- [Kendiniz deneyin]: Kayıtların tümünü, "rough mask" ifadesi geçtiği her yerde "coarse mask" olacak biçimde güncelleyin; geri kalan hiçbir şeyi değiştirmeyin.

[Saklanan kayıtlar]
▬▬▬▬▬▬

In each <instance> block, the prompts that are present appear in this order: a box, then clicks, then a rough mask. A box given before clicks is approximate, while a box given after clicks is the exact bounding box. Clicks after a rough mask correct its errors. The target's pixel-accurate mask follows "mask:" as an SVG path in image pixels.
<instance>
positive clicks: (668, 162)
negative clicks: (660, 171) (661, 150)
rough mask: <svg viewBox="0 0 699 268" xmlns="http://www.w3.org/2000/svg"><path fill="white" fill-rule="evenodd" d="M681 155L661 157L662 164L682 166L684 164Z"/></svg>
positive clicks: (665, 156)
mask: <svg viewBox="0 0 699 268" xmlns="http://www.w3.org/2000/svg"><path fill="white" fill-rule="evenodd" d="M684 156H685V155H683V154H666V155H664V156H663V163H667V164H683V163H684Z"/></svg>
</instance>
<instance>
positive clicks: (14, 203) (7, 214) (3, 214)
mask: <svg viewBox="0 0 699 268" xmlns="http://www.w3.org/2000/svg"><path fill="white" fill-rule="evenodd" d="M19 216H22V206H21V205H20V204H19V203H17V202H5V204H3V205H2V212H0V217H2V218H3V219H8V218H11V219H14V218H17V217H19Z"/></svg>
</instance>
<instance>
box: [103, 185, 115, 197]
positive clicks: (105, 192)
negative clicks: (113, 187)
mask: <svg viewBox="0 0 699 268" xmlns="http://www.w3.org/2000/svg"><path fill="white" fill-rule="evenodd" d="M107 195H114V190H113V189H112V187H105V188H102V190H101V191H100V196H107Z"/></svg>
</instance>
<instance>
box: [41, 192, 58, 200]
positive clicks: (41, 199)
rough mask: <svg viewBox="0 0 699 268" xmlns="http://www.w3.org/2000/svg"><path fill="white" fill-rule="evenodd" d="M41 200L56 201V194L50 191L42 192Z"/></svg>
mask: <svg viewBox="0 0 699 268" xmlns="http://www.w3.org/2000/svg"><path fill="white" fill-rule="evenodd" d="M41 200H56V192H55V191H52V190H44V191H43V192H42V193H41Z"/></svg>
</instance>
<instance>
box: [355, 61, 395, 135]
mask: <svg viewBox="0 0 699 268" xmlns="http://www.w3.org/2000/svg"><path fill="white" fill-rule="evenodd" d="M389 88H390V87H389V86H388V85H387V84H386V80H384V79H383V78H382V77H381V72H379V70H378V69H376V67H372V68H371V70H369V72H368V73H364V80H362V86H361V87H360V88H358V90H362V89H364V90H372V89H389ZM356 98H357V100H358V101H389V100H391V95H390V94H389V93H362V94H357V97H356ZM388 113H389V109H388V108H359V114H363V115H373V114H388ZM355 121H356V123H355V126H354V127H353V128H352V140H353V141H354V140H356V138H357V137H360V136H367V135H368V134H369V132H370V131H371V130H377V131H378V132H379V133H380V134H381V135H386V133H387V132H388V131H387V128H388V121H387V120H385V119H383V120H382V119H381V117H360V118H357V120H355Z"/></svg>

▬▬▬▬▬▬

- [Görevin yanıtı]:
In each <instance> block, the prompts that are present appear in this order: a box, then clicks, then a coarse mask. A box given before clicks is approximate, while a box given after clicks is the exact bounding box. Clicks after a coarse mask correct its errors. The target's pixel-accurate mask follows "mask:" as an SVG path in image pixels.
<instance>
positive clicks: (668, 162)
negative clicks: (660, 171) (661, 150)
coarse mask: <svg viewBox="0 0 699 268" xmlns="http://www.w3.org/2000/svg"><path fill="white" fill-rule="evenodd" d="M681 155L661 157L662 164L682 166L684 164Z"/></svg>
positive clicks: (665, 156)
mask: <svg viewBox="0 0 699 268" xmlns="http://www.w3.org/2000/svg"><path fill="white" fill-rule="evenodd" d="M684 156H685V155H683V154H666V155H664V156H663V163H667V164H683V163H684Z"/></svg>
</instance>
<instance>
positive clicks: (14, 203) (7, 214) (3, 214)
mask: <svg viewBox="0 0 699 268" xmlns="http://www.w3.org/2000/svg"><path fill="white" fill-rule="evenodd" d="M19 216H22V206H21V205H20V204H19V203H17V202H5V204H3V205H2V212H0V217H2V218H3V219H8V218H11V219H14V218H17V217H19Z"/></svg>
</instance>
<instance>
box: [103, 185, 115, 197]
positive clicks: (105, 192)
negative clicks: (113, 187)
mask: <svg viewBox="0 0 699 268" xmlns="http://www.w3.org/2000/svg"><path fill="white" fill-rule="evenodd" d="M107 195H114V190H113V189H112V187H105V188H102V190H101V191H100V196H107Z"/></svg>
</instance>
<instance>
box: [41, 192, 58, 200]
positive clicks: (41, 199)
coarse mask: <svg viewBox="0 0 699 268" xmlns="http://www.w3.org/2000/svg"><path fill="white" fill-rule="evenodd" d="M41 200L56 201V194L50 191L42 192Z"/></svg>
mask: <svg viewBox="0 0 699 268" xmlns="http://www.w3.org/2000/svg"><path fill="white" fill-rule="evenodd" d="M41 200H56V192H55V191H52V190H44V191H43V192H42V193H41Z"/></svg>
</instance>
<instance>
box: [355, 61, 395, 135]
mask: <svg viewBox="0 0 699 268" xmlns="http://www.w3.org/2000/svg"><path fill="white" fill-rule="evenodd" d="M389 88H390V87H389V86H388V85H387V84H386V80H384V79H383V78H382V77H381V72H379V70H378V69H376V67H372V68H371V70H369V72H368V73H364V80H362V86H361V87H360V88H358V90H362V89H364V90H372V89H389ZM356 98H357V100H358V101H389V100H391V95H390V94H389V93H362V94H357V97H356ZM388 113H389V109H388V108H359V114H363V115H373V114H388ZM355 121H356V123H355V126H354V127H353V128H352V140H353V141H354V140H356V138H357V137H360V136H367V135H368V134H369V132H370V131H371V130H377V131H378V132H379V133H380V134H381V135H386V133H387V132H388V131H387V128H388V121H387V120H385V119H383V120H382V119H381V117H360V118H357V120H355Z"/></svg>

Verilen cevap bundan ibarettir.